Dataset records

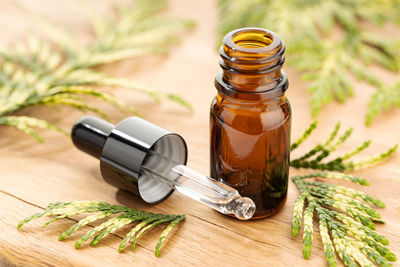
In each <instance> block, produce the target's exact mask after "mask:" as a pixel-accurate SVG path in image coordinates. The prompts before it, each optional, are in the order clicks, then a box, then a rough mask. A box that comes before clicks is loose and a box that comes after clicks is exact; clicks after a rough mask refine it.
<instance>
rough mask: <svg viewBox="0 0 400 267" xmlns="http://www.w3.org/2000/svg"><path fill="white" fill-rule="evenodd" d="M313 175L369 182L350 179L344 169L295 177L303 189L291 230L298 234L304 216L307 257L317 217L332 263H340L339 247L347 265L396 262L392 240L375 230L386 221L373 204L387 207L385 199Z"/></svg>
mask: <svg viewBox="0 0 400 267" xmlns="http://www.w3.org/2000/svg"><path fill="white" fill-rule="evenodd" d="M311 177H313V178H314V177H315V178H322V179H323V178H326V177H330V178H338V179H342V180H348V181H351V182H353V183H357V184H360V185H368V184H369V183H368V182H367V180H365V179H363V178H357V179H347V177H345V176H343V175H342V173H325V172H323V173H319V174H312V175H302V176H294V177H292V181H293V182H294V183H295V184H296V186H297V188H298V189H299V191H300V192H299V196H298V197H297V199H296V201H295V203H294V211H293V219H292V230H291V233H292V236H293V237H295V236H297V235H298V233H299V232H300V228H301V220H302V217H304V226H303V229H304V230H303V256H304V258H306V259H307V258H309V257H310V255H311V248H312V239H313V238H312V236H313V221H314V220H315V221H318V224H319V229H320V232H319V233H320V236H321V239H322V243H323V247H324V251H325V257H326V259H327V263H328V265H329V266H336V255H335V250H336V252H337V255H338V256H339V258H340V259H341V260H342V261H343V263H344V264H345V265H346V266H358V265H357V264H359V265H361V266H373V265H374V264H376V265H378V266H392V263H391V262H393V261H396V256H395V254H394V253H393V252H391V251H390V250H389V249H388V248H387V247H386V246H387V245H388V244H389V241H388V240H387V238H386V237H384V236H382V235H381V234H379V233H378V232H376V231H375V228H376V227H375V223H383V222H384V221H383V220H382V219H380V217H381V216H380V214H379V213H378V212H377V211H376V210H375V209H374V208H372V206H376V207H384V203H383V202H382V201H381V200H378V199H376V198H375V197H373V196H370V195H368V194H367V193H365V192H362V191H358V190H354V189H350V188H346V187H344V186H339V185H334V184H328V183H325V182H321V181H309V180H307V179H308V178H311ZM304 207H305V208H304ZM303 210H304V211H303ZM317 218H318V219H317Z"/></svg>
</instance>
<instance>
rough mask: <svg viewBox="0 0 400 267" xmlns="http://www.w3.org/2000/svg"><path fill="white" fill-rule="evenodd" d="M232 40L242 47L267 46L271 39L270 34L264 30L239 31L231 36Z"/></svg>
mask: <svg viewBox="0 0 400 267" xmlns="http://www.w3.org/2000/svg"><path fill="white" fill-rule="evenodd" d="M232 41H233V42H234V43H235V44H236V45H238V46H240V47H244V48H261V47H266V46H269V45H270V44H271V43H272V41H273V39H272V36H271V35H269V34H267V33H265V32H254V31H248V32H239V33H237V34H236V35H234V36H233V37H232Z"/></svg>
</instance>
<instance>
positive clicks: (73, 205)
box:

> Task prompt: Reproduce the data above without a single change, please, but without its pictures.

> Task response:
In each <instance> block, produce the target's exact mask after "mask:" as a pixel-accurate SVG path in image coordinates. The prompts before it, each optional, are in the order clicks, then a box, then a rough mask. A box that comes before clicks is loose and a box that comes after clicks is exact; clicks after a rough mask refine it.
<instance>
rough mask: <svg viewBox="0 0 400 267" xmlns="http://www.w3.org/2000/svg"><path fill="white" fill-rule="evenodd" d="M313 175L369 182L350 179L344 169L295 177L303 189L291 230L298 234L304 216L307 257L317 217L332 263H340L339 247L347 265L396 262L392 240L375 230L386 221L373 204L387 207L385 199Z"/></svg>
mask: <svg viewBox="0 0 400 267" xmlns="http://www.w3.org/2000/svg"><path fill="white" fill-rule="evenodd" d="M311 177H313V178H314V177H315V178H322V179H323V178H326V177H330V178H338V179H342V180H348V181H351V182H353V183H357V184H360V185H368V184H369V183H368V182H367V180H365V179H363V178H357V179H347V177H345V176H343V175H342V173H325V172H323V173H319V174H312V175H302V176H294V177H292V181H293V182H294V183H295V184H296V186H297V188H298V189H299V191H300V192H299V196H298V197H297V199H296V201H295V203H294V211H293V219H292V230H291V233H292V236H293V237H295V236H297V235H298V233H299V232H300V228H301V220H302V217H304V226H303V229H304V230H303V256H304V258H306V259H307V258H309V257H310V255H311V248H312V239H313V238H312V236H313V221H314V220H315V221H318V224H319V229H320V232H319V233H320V236H321V239H322V243H323V247H324V251H325V257H326V259H327V263H328V265H329V266H336V255H335V250H336V252H337V255H338V256H339V258H340V259H341V260H342V261H343V263H344V264H345V265H346V266H358V265H357V264H359V265H361V266H373V265H374V264H376V265H378V266H392V263H391V262H393V261H396V256H395V254H394V253H393V252H391V251H390V250H389V249H388V248H387V247H386V246H387V245H388V244H389V241H388V240H387V238H386V237H384V236H382V235H381V234H379V233H378V232H376V231H375V228H376V227H375V223H383V222H384V221H383V220H382V219H380V217H381V216H380V214H379V213H378V212H377V211H376V210H375V209H374V208H372V206H376V207H384V203H383V202H382V201H381V200H378V199H376V198H375V197H373V196H370V195H368V194H367V193H365V192H362V191H358V190H354V189H350V188H346V187H344V186H339V185H334V184H328V183H325V182H321V181H309V180H307V179H308V178H311ZM304 207H305V208H304ZM303 210H304V211H303ZM317 218H318V219H317Z"/></svg>
</instance>
<instance>
rough mask: <svg viewBox="0 0 400 267" xmlns="http://www.w3.org/2000/svg"><path fill="white" fill-rule="evenodd" d="M232 40L242 47L267 46L271 39L270 34L264 30L239 31L231 36Z"/></svg>
mask: <svg viewBox="0 0 400 267" xmlns="http://www.w3.org/2000/svg"><path fill="white" fill-rule="evenodd" d="M232 41H233V42H234V43H235V44H236V45H238V46H240V47H244V48H261V47H266V46H269V45H270V44H271V43H272V41H273V39H272V36H271V35H269V34H267V33H265V32H254V31H248V32H239V33H237V34H236V35H234V36H233V37H232Z"/></svg>
</instance>
<instance>
positive clicks: (73, 205)
box:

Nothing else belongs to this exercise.